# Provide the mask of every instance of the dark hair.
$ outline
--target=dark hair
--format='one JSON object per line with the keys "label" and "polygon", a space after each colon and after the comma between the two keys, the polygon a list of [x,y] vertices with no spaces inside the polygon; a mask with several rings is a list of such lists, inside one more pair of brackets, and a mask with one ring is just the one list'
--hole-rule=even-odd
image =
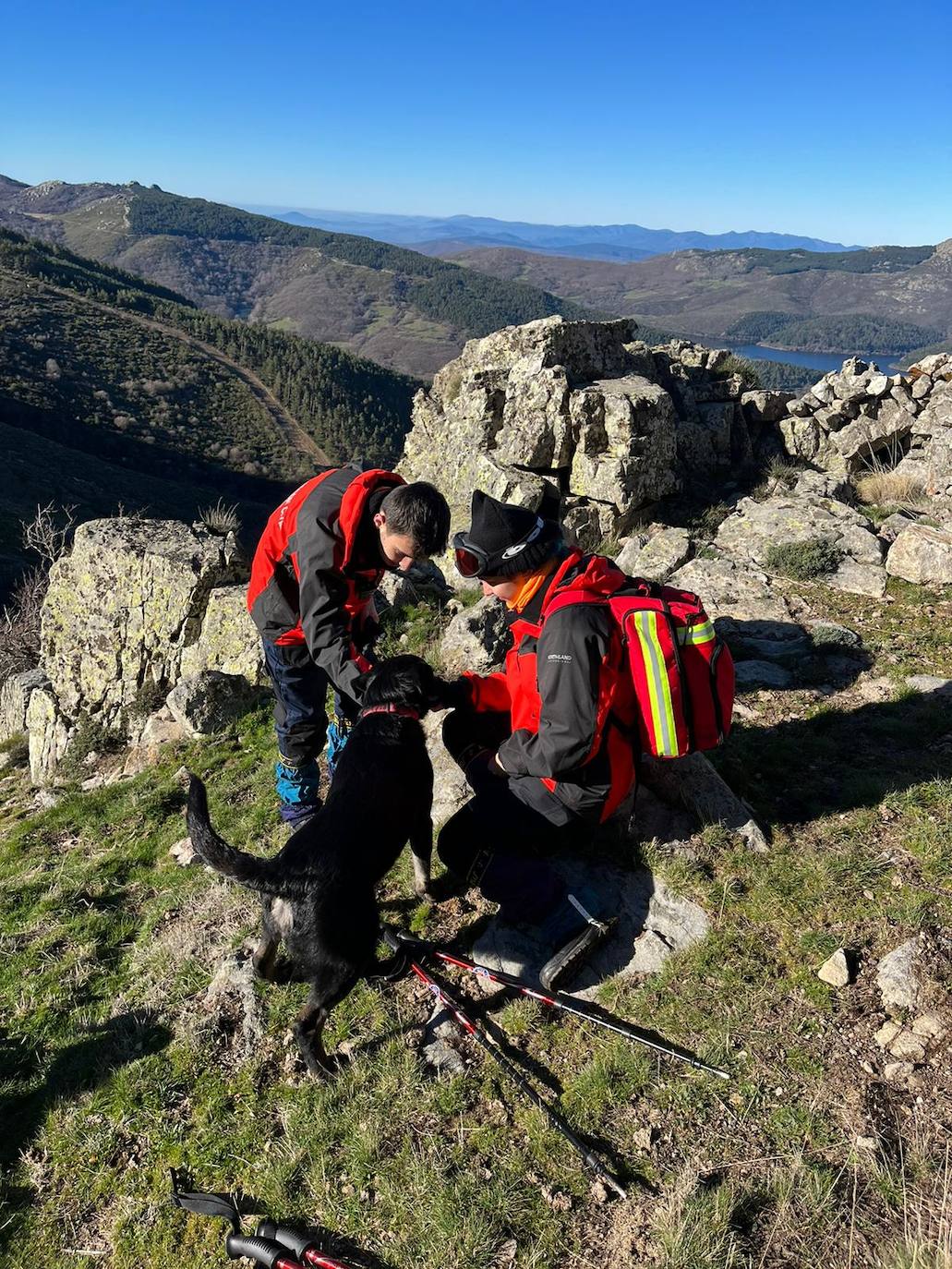
{"label": "dark hair", "polygon": [[397,485],[381,503],[391,533],[406,536],[414,544],[414,556],[428,560],[447,548],[449,538],[449,506],[447,500],[424,480]]}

- WHAT THIS TASK INVOLVES: Reproduce the item above line for line, leaving out the picture.

- THE OUTPUT:
# Provide the mask of every instance of the dark hair.
$ outline
--target=dark hair
--format='one JSON object per line with the keys "label" and "polygon", a space after each colon and after the comma between the two keys, the polygon a list of [x,y] vertices with no spaces inside the polygon; a mask with several rings is a list of such lists, inside one more pair of brackets, and a mask with one ring is just the one list'
--hole-rule=even-odd
image =
{"label": "dark hair", "polygon": [[397,485],[381,503],[391,533],[406,536],[414,544],[414,556],[428,560],[447,548],[449,538],[449,506],[447,500],[424,480]]}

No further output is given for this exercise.